Data taken from a collection:
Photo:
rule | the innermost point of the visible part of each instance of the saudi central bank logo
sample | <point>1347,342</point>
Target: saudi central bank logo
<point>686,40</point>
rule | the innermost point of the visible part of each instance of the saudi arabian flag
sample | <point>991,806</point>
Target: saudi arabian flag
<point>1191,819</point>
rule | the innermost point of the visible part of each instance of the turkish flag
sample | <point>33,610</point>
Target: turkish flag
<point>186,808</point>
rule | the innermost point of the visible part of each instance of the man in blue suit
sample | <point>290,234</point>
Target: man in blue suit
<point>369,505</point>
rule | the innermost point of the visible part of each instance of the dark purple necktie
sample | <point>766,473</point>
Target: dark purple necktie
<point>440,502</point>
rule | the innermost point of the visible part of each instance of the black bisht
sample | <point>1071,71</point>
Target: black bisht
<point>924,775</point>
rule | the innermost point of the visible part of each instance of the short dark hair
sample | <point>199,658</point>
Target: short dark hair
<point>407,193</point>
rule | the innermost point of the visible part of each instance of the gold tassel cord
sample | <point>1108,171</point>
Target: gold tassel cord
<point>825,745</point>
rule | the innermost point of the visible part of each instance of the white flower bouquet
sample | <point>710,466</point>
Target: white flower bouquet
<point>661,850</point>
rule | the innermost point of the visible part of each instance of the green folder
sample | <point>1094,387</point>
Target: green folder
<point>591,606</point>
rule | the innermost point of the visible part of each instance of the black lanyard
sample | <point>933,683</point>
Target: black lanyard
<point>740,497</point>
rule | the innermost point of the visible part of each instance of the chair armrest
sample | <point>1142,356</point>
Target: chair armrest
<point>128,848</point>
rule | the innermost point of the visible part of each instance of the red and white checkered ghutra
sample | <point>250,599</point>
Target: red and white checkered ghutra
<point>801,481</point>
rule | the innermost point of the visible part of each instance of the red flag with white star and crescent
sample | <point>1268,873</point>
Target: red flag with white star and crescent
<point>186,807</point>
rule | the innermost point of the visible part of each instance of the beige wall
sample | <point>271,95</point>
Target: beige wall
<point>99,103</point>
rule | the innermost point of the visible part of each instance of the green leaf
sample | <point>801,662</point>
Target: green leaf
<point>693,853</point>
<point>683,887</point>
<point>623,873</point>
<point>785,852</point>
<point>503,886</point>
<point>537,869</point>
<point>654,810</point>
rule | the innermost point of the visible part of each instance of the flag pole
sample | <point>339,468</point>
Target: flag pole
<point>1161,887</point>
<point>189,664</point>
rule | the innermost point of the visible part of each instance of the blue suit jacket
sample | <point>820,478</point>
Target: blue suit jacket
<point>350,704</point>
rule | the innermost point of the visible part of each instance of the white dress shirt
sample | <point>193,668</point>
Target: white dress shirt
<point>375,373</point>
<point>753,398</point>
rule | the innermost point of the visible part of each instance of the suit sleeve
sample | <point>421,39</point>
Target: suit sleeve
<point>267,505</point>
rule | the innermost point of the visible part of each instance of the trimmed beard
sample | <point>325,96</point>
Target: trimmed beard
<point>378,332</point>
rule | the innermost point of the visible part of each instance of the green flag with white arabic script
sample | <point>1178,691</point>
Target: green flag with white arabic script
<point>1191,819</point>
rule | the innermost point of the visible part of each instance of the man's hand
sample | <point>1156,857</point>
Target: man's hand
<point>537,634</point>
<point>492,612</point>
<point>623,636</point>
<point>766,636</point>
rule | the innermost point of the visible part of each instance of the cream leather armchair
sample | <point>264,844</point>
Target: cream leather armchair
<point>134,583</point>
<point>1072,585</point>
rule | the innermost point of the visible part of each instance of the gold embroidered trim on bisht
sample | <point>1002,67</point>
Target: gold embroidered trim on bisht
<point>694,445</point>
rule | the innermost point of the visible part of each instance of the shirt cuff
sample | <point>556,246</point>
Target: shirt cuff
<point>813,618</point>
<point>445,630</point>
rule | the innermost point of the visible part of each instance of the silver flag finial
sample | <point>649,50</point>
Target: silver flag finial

Given instruction:
Can you output all of the entries above again, word for word and without any changes?

Result below:
Photo:
rule | the innermost point of the visible part of each instance of the saudi central bank logo
sample | <point>1347,342</point>
Target: saudi central bank logo
<point>686,40</point>
rule | the innermost point of the visible part of each instance of the saudi arabian flag
sample | <point>991,806</point>
Target: saudi arabian flag
<point>1191,819</point>
rule | the innermost point of the visible part of each instance of the turkish flag
sample | <point>33,610</point>
Target: turkish flag
<point>186,808</point>
rule | the innermost point of the visible part of each instance of the man in blue suit
sample | <point>290,234</point>
Target: man in blue suit
<point>369,505</point>
rule | the innermost point of the visible part of each instance of the dark purple necktie
sample | <point>766,473</point>
Target: dark purple necktie
<point>440,502</point>
rule | the innermost point of the visible part of each instance of the black bisht
sample | <point>1071,71</point>
Target: black bisht
<point>924,775</point>
rule | the innermost point of the visible part of each instance of the short dark hair
sample | <point>199,658</point>
Target: short dark hair
<point>407,193</point>
rule | the innermost point of the visible part of each instance of the gold tassel cord
sample | <point>1108,171</point>
Target: gold tassel cord
<point>825,745</point>
rule | the innermost point of the visible part of each instance of the white flower bouquet
sample | <point>710,466</point>
Target: white flower bouquet
<point>661,850</point>
rule | the innermost point of the visible part of each instance of the green folder
sample | <point>1094,387</point>
Target: green folder
<point>591,606</point>
rule | the innermost point of the visible part of each instance of the black lanyard
sample | <point>933,683</point>
Target: black lanyard
<point>740,497</point>
rule | the innermost point of the visible part of each instance of the chair armrest
sample | <point>1142,356</point>
Target: chair armrest
<point>128,848</point>
rule | the innermost point of the visible part of each instance of the red and white checkered ghutra
sample | <point>250,599</point>
Target: red and white checkered ghutra
<point>801,481</point>
rule | the innermost point of the visible part of each instance of the red flag with white star and crescent
sample | <point>1268,873</point>
Target: red flag with white star and crescent
<point>186,807</point>
rule | the innermost point of the visible part of each instance of the beige wall
sample | <point>271,95</point>
Target: beige wall
<point>99,103</point>
rule | the innermost point of the visible part of each instance of the green leaf
sample | <point>801,662</point>
Target: green leaf
<point>693,853</point>
<point>683,887</point>
<point>623,873</point>
<point>785,852</point>
<point>503,886</point>
<point>537,869</point>
<point>654,810</point>
rule | the innermost point of the visible part of each instance of the flag pole
sample | <point>339,468</point>
Target: flag pole
<point>1161,887</point>
<point>189,664</point>
rule | the innermost point of the visible part of each instance of the blue suit jacket
sample | <point>820,478</point>
Target: blue suit jacket
<point>350,704</point>
rule | the innermost point of the visible part of each instance of the white dress shirt
sample | <point>193,668</point>
Target: white dress shirt
<point>375,373</point>
<point>753,398</point>
rule | the innermost point of the visible part of each instance of the suit sleeve
sample | <point>421,39</point>
Target: suit sleeve
<point>267,505</point>
rule | the innermost point of the visible part of each instance of the trimmed beard
sample | <point>325,96</point>
Target: trimmed beard
<point>378,332</point>
rule | the innermost point of the visible part of each instance of the green flag with white arabic script
sample | <point>1178,691</point>
Target: green flag with white arabic script
<point>1191,819</point>
rule | the innermost point of the visible part of each instance of the man's hand
sample | <point>1156,857</point>
Target: man's hand
<point>537,634</point>
<point>492,612</point>
<point>623,636</point>
<point>766,636</point>
rule | the innermost point of the visible part of each instance of the cream leather armchair
sample | <point>264,844</point>
Target: cream leather armchair
<point>134,583</point>
<point>1072,585</point>
rule | the innermost point of the visible part of each instance of the gold embroidered trim on bisht
sample | <point>1002,67</point>
Target: gold embroidered trim on bisht
<point>694,445</point>
rule | the innermost point of the visible part of each instance of the shirt cuff
sample | <point>556,246</point>
Target: shirt cuff
<point>813,618</point>
<point>445,630</point>
rule | the innermost point of the visible part of each instance of the silver flag finial
sample | <point>649,50</point>
Target: silver flag finial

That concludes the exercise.